Pointing dataset records:
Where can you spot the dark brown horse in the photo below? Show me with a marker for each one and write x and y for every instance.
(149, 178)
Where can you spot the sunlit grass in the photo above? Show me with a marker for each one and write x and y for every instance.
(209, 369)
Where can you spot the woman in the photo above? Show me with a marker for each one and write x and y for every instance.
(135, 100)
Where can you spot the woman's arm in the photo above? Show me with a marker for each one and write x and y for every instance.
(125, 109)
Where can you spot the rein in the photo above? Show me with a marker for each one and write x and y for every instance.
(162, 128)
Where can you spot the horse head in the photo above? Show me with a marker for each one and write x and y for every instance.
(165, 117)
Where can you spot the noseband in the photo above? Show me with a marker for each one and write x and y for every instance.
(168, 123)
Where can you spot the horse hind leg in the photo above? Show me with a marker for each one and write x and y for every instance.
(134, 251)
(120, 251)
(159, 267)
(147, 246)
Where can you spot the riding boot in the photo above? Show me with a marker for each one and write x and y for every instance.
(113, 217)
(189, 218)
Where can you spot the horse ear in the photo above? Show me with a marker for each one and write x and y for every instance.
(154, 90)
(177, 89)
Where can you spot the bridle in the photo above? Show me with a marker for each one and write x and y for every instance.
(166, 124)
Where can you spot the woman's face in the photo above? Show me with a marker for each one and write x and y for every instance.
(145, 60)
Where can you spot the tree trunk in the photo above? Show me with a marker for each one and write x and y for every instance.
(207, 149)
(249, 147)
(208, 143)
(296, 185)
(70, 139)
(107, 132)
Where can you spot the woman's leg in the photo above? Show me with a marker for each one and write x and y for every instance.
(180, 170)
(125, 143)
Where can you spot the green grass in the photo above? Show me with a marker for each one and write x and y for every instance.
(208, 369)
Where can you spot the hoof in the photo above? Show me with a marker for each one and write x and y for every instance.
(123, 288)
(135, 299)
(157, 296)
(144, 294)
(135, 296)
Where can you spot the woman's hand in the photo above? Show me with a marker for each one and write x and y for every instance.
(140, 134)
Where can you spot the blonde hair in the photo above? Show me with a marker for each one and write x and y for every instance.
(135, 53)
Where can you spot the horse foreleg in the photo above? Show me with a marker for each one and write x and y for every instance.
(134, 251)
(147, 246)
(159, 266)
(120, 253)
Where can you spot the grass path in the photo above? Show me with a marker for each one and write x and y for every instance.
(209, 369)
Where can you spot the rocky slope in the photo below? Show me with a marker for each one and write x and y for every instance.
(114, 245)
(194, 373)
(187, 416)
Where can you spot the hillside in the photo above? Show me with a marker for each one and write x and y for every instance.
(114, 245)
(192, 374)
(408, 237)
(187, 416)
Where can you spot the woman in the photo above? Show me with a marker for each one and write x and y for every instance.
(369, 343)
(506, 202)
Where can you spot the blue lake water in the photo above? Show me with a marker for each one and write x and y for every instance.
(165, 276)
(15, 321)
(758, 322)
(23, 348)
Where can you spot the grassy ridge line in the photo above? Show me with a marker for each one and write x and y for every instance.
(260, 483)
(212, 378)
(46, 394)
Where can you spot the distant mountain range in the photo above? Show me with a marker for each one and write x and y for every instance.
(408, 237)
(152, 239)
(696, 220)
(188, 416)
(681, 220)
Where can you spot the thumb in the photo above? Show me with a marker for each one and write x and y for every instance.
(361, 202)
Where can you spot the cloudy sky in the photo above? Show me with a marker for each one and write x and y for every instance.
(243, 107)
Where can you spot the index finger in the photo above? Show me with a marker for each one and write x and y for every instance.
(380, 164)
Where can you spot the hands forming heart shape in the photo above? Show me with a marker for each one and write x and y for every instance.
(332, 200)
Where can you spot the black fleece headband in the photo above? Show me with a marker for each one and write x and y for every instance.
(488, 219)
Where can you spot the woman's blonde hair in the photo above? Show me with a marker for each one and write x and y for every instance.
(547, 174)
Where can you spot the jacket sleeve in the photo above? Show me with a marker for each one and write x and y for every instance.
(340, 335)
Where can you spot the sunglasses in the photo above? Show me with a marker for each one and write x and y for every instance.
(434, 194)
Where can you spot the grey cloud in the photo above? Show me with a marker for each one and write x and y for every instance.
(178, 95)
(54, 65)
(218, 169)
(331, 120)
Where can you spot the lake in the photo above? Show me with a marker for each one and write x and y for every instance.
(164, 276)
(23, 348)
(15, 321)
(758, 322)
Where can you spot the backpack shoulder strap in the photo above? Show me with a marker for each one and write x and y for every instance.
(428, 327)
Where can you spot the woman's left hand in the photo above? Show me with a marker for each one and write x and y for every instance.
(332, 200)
--
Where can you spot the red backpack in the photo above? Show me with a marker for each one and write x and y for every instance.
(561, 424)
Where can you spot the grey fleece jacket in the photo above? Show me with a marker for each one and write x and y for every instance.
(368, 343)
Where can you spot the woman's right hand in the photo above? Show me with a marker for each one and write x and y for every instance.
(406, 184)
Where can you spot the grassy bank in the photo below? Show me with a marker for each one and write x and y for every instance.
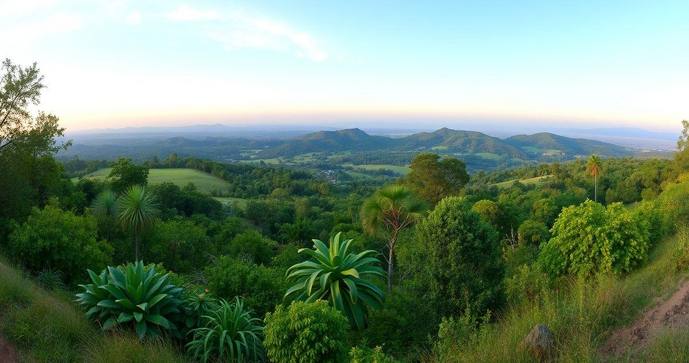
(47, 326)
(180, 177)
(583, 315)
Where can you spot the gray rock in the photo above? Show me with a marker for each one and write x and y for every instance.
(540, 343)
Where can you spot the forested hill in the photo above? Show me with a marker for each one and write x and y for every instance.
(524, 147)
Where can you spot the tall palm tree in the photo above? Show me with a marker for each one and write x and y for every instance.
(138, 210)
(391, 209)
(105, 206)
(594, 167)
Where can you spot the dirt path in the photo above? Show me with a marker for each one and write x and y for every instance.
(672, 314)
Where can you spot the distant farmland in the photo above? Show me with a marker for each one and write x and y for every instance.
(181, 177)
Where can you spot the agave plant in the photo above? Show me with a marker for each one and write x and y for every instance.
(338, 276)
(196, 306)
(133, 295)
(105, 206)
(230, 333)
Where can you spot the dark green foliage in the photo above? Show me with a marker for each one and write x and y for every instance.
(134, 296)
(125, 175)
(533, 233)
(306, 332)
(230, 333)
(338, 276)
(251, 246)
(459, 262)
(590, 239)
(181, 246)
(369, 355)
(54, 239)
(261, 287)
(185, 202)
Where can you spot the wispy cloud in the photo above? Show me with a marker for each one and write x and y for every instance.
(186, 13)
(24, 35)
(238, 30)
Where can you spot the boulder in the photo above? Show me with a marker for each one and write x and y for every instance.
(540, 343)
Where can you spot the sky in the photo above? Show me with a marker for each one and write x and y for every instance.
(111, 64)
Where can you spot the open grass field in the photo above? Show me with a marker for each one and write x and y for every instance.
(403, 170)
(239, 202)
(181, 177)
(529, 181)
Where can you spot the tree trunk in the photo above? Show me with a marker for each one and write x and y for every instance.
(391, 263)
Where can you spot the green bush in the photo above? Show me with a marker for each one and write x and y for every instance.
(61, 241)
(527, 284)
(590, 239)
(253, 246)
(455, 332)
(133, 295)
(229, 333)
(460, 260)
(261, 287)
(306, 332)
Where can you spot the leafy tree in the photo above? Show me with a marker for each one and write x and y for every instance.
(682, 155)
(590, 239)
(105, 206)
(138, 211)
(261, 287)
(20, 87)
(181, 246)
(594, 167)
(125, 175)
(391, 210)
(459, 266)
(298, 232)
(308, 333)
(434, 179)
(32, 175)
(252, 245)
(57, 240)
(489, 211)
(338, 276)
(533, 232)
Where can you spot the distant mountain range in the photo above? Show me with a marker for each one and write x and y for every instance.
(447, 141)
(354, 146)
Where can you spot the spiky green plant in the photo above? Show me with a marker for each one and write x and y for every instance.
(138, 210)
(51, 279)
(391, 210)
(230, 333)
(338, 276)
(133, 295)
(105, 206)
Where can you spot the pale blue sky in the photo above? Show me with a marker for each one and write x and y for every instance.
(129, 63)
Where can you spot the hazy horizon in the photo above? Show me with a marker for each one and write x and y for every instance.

GIVEN INSTRUCTION: Count the lines of the records above that contain the string "grassy", with case counting. Reply with the number alone.

FINISHED ANSWER: 2